Date d'ajout : mardi 05 septembre 2017
par Joseph HUG
CHOISIR 315, MARS 1986
Une entreprise très ambitieuse, sous la direction de Charles Kannengiesser, jésuite, professeur de patrologie à l'Institut catholique de Paris : décrire la connaissance et l'usage de la Bible depuis les origines jusqu'à aujourd'hui! Un tel projet n'a pas de modèle dans le monde francophone. Dans le monde anglosaxon, la « Cambridge History of Bible » en trois volumes, parue en 1963, serait un ouvrage analogue, mais en plus petit.
Les deux premiers volumes parus sont consacrés au monde méditerranéen oriental durant les six premiers siècles et au monde occidental pendant le Moyen Age jusqu'au XVIe siècle. Une bonne quarantaine de spécialistes, laïcs et clercs, la plupart francophones, collaborent à ce vaste programme. Les articles, de cinq à vingt-cinq pages, sont destinés à un public cultivé. Dépouillés d'une érudition fastidieuse, ils sont souvent d'une lecture aisée.
Parmi les articles, tous intéressants, j'ai relevé l'étude de Marcel Borret sj, consacrée à la polémique anti-chrétienne du philosophe païen Celse, au IIIe siècle, contre laquelle le grand théologien Origène s'éleva. Il est frappant de voir à travers les siècles la permanence de la critique rationaliste contre la Bible, notamment contre la vie de Jésus et contre Paul. Certains arguments invoqués par Celse gardent une actualité étonnante.
La Bible a une dimension esthétique : elle inspire l'art chrétien. Je citerai ici l'étude magistrale de Nicole Thierry sur les fresques des églises rupestres de Cappadoce. Ce pays d'Anatolie, au paysage très tourmenté, forma un refuge pour des chrétiens du Proche Orient qui fuyaient les invasions arabes islamiques. Les fresques peintes sur les voûtes du rocher volcanique sont des chefs-d'œuvre.

◆ Consignes de l'exercice
1. Relevez, dans l'ordre de leur apparition, toutes les personnes désignées par leur nom dans l'extrait source.
2. Réécrivez le passage de l'extrait source qui commence par « Date d'ajout : mardi » et se poursuit jusqu'à « en plus petit. », en substituant « enseignant » à « professeur ».
3. Selon l'extrait source, en quelle année a paru la « Cambridge History of Bible » ?

◆ Données fournies
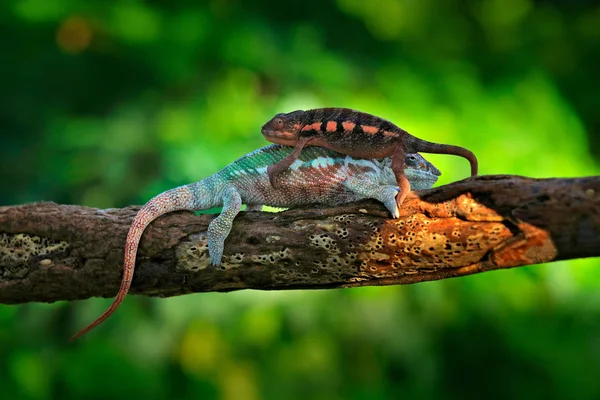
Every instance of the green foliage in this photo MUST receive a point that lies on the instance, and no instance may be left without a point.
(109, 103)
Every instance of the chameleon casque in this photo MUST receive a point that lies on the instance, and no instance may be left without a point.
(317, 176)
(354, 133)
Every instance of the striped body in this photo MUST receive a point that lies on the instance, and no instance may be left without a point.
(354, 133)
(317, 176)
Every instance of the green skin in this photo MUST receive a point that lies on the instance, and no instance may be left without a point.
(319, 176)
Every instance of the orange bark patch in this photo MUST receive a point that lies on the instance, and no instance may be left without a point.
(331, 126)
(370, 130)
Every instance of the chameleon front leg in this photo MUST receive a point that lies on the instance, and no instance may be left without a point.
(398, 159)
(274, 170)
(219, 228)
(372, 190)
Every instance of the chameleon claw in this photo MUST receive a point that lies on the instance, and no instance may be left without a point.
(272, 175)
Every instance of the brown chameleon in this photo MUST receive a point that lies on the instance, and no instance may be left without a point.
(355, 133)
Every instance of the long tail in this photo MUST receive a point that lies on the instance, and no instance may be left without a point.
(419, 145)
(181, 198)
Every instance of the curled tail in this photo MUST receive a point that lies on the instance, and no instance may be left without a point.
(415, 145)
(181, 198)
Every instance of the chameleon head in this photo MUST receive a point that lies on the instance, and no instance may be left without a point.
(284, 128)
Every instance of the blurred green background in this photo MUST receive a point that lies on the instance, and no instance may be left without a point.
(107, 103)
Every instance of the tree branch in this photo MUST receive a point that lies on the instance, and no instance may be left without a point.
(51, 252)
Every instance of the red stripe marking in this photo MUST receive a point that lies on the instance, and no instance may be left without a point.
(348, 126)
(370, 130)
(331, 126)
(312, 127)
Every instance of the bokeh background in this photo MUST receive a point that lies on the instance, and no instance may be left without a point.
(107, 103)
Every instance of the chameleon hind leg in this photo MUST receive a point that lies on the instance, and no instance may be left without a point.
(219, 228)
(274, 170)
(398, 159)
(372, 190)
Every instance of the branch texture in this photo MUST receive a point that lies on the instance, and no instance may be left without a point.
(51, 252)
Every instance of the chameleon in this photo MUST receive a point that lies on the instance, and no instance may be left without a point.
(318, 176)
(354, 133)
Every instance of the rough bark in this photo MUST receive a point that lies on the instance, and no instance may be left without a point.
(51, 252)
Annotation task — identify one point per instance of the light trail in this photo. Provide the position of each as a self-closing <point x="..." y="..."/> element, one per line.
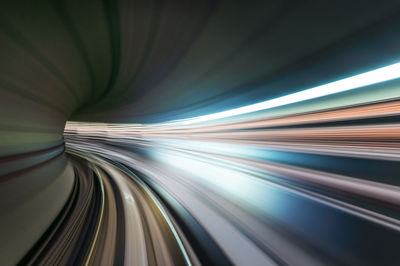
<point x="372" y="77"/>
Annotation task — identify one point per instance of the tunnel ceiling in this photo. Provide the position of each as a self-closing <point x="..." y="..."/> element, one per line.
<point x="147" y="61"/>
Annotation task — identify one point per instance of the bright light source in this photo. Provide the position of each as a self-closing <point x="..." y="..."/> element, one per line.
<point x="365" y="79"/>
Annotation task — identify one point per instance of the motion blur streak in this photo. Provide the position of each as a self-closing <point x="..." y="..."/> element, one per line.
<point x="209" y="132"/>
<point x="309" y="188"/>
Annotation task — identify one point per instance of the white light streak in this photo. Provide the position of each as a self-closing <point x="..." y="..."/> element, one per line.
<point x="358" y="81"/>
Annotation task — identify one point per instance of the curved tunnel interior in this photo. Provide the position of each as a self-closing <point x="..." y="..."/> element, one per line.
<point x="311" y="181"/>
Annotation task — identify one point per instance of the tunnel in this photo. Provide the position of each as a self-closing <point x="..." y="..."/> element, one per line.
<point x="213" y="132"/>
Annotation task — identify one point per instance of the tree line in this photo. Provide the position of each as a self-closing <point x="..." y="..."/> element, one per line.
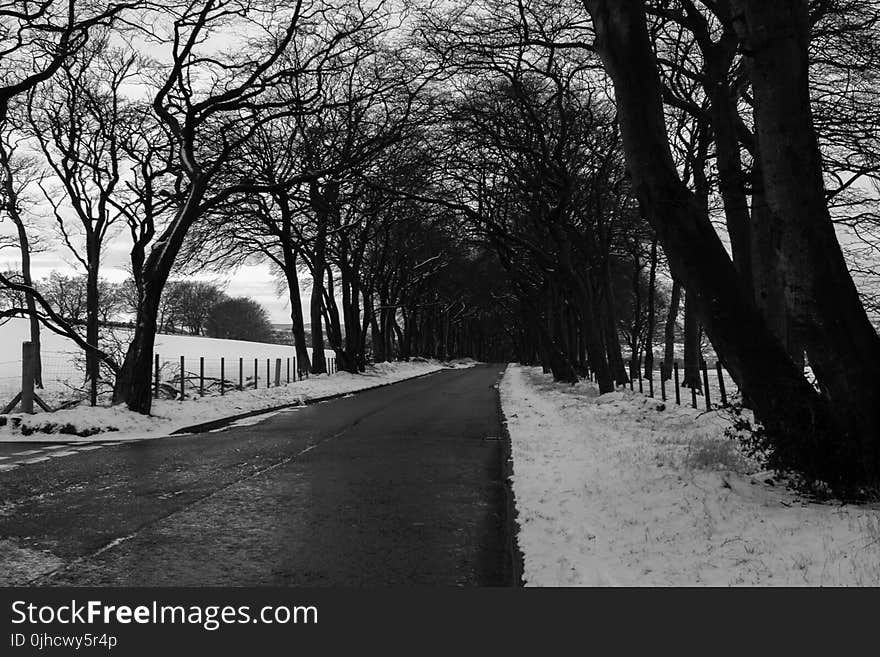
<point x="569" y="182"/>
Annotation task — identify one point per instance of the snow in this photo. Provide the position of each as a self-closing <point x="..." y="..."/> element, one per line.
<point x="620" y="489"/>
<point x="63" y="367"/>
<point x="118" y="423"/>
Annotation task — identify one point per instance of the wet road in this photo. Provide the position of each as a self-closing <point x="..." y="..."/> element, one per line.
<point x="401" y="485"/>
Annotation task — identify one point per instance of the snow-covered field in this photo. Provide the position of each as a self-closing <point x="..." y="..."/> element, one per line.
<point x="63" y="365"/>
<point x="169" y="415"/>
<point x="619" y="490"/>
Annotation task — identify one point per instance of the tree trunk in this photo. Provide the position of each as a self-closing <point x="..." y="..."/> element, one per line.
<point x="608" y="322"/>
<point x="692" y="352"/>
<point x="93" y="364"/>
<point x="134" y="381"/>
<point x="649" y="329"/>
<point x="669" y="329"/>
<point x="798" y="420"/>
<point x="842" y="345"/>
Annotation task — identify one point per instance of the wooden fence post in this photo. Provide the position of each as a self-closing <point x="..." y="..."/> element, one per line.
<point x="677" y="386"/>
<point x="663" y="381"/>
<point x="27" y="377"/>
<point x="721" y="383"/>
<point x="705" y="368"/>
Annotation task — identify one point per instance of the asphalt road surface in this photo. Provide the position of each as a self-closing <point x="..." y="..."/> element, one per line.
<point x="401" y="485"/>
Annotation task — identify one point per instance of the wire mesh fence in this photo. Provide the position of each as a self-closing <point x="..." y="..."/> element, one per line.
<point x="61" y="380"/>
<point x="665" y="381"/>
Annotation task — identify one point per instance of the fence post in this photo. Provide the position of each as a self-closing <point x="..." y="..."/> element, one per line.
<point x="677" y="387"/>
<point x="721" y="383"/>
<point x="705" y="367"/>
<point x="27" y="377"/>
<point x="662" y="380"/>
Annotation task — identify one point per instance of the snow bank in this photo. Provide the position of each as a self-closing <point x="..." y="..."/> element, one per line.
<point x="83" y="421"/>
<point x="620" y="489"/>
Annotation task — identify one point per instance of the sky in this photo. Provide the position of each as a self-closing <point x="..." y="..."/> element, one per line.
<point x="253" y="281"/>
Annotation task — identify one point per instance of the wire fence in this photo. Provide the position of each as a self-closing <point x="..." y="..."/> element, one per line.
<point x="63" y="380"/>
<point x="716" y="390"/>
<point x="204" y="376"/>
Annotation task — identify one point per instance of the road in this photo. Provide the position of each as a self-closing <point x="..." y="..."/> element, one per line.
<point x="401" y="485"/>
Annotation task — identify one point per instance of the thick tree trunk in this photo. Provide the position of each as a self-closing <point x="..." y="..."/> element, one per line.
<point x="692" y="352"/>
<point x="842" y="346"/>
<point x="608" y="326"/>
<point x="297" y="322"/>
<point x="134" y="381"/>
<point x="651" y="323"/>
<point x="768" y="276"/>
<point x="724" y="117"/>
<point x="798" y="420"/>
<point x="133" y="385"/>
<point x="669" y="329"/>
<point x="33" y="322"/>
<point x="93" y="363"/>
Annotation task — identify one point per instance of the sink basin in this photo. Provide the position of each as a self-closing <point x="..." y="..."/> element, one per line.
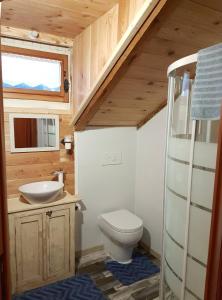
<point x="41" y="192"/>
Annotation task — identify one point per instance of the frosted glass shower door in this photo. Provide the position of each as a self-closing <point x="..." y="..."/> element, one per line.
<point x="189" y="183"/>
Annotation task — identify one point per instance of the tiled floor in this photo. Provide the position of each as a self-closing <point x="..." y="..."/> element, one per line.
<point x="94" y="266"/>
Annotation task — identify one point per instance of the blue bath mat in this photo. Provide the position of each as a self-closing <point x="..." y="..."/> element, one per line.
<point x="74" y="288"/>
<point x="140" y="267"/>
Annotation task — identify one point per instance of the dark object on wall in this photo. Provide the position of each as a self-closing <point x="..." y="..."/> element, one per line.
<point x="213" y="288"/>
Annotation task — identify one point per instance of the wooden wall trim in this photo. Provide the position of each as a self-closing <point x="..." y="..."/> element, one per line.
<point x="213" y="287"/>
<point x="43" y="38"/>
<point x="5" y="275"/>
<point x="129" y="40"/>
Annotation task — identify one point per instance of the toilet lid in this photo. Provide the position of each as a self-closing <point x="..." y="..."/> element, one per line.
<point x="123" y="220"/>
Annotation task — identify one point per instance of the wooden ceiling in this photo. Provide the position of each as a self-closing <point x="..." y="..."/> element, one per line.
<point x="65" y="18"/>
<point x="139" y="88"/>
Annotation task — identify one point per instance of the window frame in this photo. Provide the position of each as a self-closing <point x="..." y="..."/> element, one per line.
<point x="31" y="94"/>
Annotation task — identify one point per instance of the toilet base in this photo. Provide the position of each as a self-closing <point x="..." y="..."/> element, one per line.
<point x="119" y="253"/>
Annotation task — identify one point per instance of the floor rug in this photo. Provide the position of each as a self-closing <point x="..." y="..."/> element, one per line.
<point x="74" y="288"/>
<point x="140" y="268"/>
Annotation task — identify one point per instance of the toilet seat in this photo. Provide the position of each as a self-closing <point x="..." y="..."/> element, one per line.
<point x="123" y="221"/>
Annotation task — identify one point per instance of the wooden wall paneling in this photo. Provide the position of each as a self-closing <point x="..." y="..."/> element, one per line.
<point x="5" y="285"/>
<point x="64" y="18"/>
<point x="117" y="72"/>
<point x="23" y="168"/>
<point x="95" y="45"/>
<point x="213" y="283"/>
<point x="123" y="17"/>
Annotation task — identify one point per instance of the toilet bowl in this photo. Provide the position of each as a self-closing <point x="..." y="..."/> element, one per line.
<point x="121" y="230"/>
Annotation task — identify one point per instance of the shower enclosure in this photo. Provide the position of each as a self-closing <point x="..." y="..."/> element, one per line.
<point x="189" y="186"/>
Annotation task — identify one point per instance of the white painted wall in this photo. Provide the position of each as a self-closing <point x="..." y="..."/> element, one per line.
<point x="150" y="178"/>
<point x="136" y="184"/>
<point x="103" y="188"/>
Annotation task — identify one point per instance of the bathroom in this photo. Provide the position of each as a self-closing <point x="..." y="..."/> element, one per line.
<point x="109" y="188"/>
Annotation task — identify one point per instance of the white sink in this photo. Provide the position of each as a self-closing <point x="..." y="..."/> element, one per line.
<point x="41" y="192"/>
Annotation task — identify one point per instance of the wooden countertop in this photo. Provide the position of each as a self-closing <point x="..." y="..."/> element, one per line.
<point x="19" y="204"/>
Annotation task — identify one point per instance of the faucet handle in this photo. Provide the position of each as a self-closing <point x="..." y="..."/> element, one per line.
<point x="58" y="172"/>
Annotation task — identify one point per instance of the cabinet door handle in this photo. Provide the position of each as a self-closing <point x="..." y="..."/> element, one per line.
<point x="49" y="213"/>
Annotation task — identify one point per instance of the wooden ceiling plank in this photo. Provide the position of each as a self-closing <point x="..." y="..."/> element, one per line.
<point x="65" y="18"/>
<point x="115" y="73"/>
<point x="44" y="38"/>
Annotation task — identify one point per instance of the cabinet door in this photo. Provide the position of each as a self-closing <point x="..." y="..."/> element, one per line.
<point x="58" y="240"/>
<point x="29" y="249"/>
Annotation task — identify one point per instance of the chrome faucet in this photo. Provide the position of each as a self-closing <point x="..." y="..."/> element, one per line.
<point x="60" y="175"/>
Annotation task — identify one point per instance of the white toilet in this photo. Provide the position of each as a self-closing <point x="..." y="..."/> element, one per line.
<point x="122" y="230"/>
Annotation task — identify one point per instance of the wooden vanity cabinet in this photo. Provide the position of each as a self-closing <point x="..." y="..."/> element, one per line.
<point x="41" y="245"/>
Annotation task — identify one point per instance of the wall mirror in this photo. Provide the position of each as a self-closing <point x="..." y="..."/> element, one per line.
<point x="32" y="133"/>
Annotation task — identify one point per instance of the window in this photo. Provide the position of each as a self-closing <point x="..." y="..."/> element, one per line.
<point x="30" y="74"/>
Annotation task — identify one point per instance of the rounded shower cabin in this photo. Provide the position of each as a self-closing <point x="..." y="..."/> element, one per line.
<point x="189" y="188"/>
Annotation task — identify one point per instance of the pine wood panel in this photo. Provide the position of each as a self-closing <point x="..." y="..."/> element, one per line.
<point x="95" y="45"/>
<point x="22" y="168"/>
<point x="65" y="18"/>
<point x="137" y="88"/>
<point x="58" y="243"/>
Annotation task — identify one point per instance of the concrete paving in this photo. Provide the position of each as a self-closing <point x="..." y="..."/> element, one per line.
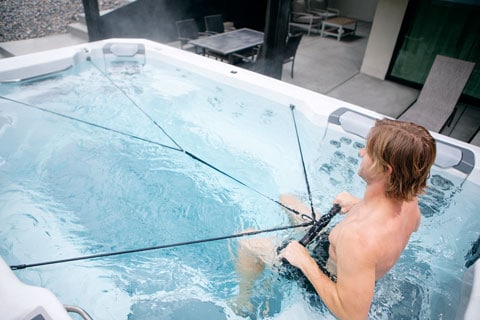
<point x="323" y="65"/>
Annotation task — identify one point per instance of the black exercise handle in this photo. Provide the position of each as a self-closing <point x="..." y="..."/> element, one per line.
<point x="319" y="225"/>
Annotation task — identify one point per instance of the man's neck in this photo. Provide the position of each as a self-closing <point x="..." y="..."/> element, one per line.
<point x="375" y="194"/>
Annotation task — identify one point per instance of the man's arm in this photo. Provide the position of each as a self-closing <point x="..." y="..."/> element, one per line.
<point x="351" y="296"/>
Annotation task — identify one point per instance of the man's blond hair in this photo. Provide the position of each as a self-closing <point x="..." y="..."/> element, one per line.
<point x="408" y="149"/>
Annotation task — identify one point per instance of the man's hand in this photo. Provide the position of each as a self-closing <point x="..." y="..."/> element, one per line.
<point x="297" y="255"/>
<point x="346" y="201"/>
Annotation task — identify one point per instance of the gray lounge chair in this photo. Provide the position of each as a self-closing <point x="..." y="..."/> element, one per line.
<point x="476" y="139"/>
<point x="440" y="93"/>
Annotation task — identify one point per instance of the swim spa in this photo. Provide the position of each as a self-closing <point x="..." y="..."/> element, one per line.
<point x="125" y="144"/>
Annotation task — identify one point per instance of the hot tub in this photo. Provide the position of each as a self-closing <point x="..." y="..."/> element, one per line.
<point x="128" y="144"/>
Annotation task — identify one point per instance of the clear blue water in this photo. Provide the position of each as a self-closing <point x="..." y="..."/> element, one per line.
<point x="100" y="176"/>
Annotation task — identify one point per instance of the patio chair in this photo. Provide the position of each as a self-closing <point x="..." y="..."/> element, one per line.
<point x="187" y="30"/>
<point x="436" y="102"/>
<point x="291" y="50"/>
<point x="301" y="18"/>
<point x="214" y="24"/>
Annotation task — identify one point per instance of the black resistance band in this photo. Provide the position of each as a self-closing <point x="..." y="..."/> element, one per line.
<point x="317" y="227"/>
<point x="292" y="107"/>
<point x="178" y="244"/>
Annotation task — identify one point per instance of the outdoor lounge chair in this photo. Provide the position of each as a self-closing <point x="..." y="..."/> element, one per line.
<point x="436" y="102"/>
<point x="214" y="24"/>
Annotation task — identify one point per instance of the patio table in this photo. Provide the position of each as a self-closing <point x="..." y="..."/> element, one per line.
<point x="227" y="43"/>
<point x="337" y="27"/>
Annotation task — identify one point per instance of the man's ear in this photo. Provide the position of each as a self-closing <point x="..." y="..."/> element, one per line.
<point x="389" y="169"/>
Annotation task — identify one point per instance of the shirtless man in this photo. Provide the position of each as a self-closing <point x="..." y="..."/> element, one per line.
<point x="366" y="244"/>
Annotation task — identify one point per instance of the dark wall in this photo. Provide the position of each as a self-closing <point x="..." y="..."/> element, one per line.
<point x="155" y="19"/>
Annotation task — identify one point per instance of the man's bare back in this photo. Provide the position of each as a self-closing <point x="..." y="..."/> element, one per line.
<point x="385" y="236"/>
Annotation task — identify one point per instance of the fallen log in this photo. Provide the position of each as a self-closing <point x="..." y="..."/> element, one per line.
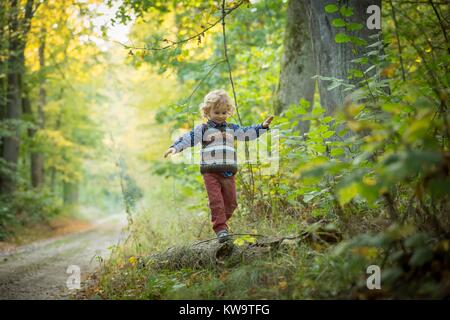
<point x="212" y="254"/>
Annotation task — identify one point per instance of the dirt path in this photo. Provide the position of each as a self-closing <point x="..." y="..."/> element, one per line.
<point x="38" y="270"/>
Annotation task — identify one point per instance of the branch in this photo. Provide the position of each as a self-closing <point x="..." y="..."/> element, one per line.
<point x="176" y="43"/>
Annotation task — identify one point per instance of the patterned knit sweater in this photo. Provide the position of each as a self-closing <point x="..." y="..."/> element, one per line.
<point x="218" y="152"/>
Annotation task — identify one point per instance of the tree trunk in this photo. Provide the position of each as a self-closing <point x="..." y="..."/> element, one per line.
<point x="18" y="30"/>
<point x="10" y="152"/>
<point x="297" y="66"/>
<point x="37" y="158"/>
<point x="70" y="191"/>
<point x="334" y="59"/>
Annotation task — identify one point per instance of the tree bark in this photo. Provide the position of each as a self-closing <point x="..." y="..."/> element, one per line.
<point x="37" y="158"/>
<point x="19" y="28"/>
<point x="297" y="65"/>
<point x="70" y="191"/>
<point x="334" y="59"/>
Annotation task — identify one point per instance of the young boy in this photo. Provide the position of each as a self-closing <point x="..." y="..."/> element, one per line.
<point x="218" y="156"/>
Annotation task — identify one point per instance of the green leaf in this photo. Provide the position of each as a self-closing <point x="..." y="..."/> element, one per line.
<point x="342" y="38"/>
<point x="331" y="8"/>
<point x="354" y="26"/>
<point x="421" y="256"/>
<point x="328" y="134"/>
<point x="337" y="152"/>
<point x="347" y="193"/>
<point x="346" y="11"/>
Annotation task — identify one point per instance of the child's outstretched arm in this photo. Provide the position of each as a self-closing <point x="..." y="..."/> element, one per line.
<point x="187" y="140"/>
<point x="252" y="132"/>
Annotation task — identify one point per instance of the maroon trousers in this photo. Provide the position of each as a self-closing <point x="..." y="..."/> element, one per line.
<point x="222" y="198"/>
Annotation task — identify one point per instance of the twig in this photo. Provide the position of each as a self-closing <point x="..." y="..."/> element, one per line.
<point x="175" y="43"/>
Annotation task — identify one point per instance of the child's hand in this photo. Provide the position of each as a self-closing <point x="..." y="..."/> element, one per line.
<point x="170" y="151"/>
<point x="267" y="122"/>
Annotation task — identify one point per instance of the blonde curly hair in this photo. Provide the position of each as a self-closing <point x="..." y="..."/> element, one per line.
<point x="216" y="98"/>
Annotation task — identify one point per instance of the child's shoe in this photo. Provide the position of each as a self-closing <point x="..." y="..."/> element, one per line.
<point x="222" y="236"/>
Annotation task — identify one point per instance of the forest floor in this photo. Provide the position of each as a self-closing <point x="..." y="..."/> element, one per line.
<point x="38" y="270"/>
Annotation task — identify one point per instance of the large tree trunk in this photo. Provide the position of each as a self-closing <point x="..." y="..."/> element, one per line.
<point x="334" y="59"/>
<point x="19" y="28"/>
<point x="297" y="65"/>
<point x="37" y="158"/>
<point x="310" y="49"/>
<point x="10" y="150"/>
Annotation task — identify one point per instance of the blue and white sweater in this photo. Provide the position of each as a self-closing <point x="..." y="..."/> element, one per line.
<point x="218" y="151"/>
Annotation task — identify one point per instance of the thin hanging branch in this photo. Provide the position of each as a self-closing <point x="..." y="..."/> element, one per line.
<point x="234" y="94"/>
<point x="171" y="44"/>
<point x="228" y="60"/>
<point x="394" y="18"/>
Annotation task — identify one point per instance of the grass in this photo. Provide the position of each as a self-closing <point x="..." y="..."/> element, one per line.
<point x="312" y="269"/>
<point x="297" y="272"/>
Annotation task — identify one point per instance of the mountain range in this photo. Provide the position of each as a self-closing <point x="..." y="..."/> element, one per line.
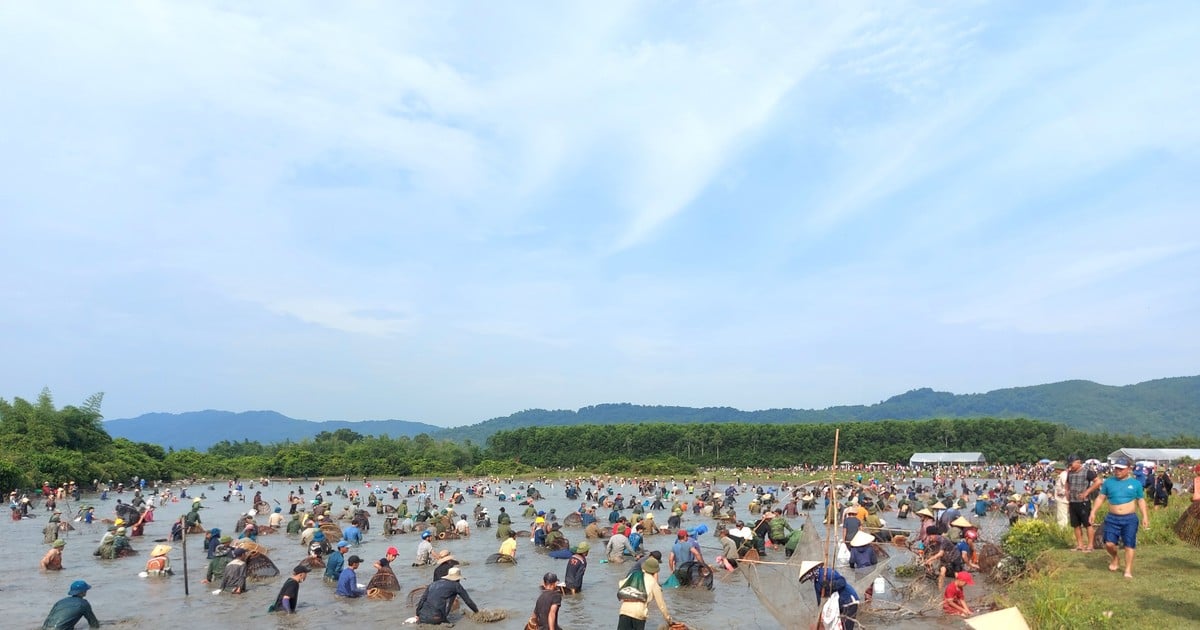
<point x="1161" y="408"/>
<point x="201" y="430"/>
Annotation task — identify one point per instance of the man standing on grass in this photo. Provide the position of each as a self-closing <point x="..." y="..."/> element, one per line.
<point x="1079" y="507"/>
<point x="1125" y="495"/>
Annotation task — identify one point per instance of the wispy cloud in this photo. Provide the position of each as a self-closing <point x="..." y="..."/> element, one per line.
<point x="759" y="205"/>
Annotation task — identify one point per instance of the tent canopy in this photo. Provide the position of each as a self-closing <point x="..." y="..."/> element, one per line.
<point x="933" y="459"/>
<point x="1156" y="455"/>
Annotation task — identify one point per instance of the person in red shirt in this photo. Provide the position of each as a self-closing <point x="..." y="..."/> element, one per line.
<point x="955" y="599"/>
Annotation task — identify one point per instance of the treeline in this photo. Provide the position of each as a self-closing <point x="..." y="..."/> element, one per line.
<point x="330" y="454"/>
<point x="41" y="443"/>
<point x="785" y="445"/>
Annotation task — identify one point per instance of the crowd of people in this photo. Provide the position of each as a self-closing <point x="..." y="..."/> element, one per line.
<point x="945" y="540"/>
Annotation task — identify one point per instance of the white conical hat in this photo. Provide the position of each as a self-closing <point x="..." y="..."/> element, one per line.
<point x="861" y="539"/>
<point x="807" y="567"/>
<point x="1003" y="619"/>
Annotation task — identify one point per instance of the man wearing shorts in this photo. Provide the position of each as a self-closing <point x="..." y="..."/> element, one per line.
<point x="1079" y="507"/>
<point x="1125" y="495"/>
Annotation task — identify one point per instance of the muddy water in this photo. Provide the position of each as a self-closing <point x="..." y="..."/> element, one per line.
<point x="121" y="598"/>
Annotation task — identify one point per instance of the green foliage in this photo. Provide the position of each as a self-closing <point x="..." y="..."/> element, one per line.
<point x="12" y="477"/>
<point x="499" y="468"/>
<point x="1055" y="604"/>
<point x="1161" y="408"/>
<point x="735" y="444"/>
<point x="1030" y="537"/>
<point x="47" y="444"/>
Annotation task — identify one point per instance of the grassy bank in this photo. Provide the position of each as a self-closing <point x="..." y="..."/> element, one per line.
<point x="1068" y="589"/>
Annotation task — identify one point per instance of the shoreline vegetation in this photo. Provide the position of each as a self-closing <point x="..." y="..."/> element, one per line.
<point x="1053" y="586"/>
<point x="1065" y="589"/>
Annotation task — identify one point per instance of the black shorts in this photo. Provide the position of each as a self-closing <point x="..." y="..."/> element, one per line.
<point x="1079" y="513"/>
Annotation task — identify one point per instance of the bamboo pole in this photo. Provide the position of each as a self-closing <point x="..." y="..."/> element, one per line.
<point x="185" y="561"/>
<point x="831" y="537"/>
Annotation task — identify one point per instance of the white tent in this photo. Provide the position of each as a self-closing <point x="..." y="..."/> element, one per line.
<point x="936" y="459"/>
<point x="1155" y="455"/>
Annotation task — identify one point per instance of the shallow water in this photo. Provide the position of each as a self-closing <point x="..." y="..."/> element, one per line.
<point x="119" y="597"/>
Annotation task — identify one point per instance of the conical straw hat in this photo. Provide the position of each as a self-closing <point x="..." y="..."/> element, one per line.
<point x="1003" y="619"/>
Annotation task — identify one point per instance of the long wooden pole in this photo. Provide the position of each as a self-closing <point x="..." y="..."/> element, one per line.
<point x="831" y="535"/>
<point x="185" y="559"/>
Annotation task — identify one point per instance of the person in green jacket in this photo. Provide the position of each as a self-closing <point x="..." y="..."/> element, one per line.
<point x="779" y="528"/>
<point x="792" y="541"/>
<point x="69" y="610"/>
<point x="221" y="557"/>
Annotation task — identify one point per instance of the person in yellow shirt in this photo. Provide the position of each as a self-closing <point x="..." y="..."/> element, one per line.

◆ Corrigé des activités
1. Joseph Hug, Charles Kannengiesser, Marcel Borret, Celse, Origène, Jésus, Paul, Nicole Thierry

2.
Date d'ajout : mardi 05 septembre 2017
par Joseph HUG
CHOISIR 315, MARS 1986
Une entreprise très ambitieuse, sous la direction de Charles Kannengiesser, jésuite, enseignant de patrologie à l'Institut catholique de Paris : décrire la connaissance et l'usage de la Bible depuis les origines jusqu'à aujourd'hui! Un tel projet n'a pas de modèle dans le monde francophone. Dans le monde anglosaxon, la « Cambridge History of Bible » en trois volumes, parue en 1963, serait un ouvrage analogue, mais en plus petit.

3. En 1963.